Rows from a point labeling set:
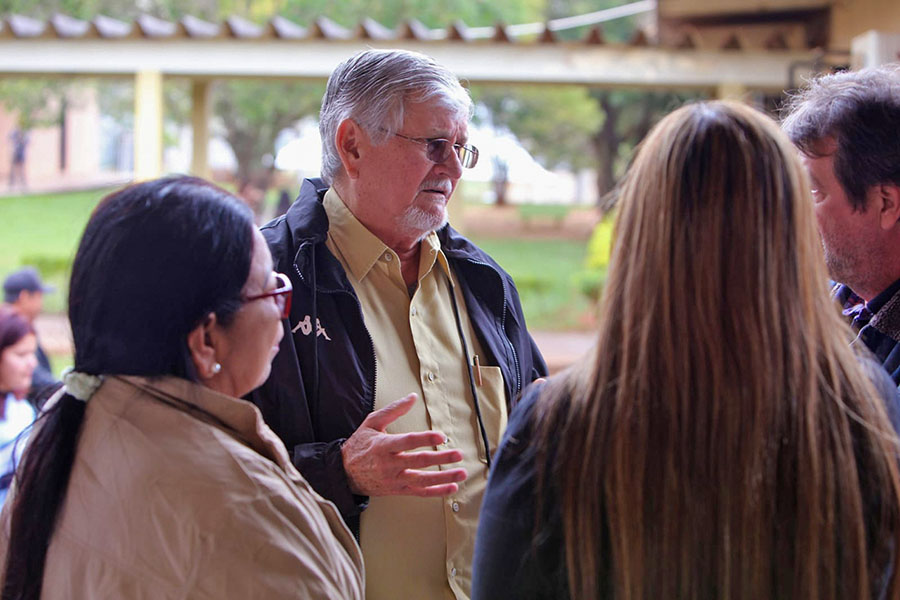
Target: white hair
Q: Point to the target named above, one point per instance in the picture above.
(372, 87)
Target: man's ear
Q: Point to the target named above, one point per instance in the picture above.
(349, 138)
(203, 353)
(887, 198)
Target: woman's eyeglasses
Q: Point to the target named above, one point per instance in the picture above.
(437, 150)
(282, 295)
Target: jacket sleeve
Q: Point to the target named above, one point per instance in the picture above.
(322, 465)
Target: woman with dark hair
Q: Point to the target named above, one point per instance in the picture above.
(724, 441)
(18, 359)
(146, 476)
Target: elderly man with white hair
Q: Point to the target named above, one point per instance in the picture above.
(391, 302)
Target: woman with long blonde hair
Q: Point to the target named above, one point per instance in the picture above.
(724, 441)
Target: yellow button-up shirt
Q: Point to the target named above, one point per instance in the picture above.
(420, 547)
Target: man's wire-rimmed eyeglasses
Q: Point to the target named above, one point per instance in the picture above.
(437, 150)
(282, 295)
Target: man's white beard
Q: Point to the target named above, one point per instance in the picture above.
(420, 221)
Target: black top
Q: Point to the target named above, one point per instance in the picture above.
(514, 561)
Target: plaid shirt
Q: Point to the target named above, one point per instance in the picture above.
(876, 323)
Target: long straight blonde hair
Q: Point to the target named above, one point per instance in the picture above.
(725, 441)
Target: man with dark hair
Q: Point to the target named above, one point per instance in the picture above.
(847, 127)
(24, 291)
(390, 301)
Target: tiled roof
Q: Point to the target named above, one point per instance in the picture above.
(786, 37)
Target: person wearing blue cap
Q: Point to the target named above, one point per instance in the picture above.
(24, 291)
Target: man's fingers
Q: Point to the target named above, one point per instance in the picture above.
(398, 442)
(417, 482)
(433, 491)
(381, 418)
(422, 460)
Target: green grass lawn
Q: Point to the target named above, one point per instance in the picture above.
(546, 273)
(43, 231)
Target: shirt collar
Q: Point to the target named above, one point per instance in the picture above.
(875, 304)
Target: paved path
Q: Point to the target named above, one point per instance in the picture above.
(560, 348)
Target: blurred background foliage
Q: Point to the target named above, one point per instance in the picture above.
(571, 127)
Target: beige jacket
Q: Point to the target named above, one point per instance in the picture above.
(180, 492)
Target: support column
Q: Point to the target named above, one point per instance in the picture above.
(200, 109)
(148, 111)
(731, 90)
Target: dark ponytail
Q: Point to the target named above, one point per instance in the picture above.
(154, 260)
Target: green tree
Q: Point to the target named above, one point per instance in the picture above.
(554, 123)
(253, 114)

## STATED TASK:
Arrange all the lines of the rows above as a numbered list, skipping any blank lines and leaving out the picture.

## SOLUTION TO THIS EXERCISE:
1. Target: white hair
2. Q: Point to the target named above, one point per instance in the picture above.
3. (372, 87)
4. Target: man's ear
5. Q: Point to the target named above, one point per instance in the picture above.
6. (349, 138)
7. (203, 353)
8. (887, 198)
9. Target: woman's eyeglasses
10. Q: Point to the target named above, one point per instance in the picture above.
11. (437, 150)
12. (282, 295)
13. Target: jacket sleeve
14. Q: Point to the target named above, one point per instance in the picture above.
15. (322, 465)
16. Target: woman with dark hair
17. Q: Point to the target named above, one point per instance in the picture above.
18. (724, 441)
19. (18, 359)
20. (146, 476)
21. Target: elderly man with white hair
22. Q: Point to the target named above, one point per instance in the picture above.
23. (391, 302)
24. Target: woman with long blonde hair
25. Q: Point to the target named above, one point per instance in the picture above.
26. (724, 441)
27. Target: yellow button-up shirt
28. Q: Point to the target named above, one point per instance in the picture above.
29. (420, 547)
30. Target: man's wire-rimmed eyeglasses
31. Q: Point to the target named above, one point per instance in the picture above.
32. (437, 150)
33. (282, 295)
34. Target: man's white beard
35. Q: Point to the target named above, one point per instance in the picture above.
36. (420, 221)
37. Target: black top
38. Q: Point to the target named above, one point per instance in the picture above.
39. (514, 561)
40. Target: plaid shirt
41. Q: Point to the target named above, one point per instance in the picture above.
42. (876, 323)
43. Target: long straight blonde hair
44. Q: Point to the target named above, one point per instance in the picture above.
45. (725, 441)
46. Target: man with dark hair
47. Q: Point to the target named above, one point per instance in the picture above.
48. (847, 127)
49. (24, 291)
50. (390, 301)
51. Target: tiled roof
52. Q: Point to the target named above, one point per instance in the picture above.
53. (786, 37)
54. Target: person wearing blue cap
55. Q: Point to the target named above, one point per instance in the picture above.
56. (24, 291)
57. Target: man's fingers
58. Q: Point to the target named above, one point per instance in the picture above.
59. (398, 442)
60. (417, 482)
61. (433, 491)
62. (381, 418)
63. (422, 460)
64. Target: green grass lawn
65. Q: Point to the target named above, one point per instance in the picture above.
66. (546, 273)
67. (43, 231)
68. Target: shirt collar
69. Q: Point to the target named above, one point per instance in the picture above.
70. (875, 304)
71. Target: paved path
72. Q: Point to the target named above, one point per instance in the picture above.
73. (560, 348)
74. Target: blurred background foliage
75. Q: Point to the target named above, one point per instance in the picture above.
76. (571, 127)
77. Target: beige jacket
78. Q: Point to the target named above, one point per instance in the picture above.
79. (180, 492)
80. Target: support column
81. Q: Point to the target named above, one point per instance in the picture above.
82. (200, 109)
83. (148, 111)
84. (731, 90)
85. Target: dark ponytail
86. Q: Point to the target named above, one point per instance in the picture above.
87. (154, 260)
88. Target: green tree
89. Q: Point to the target named above, one point per instance in the picture above.
90. (554, 123)
91. (253, 114)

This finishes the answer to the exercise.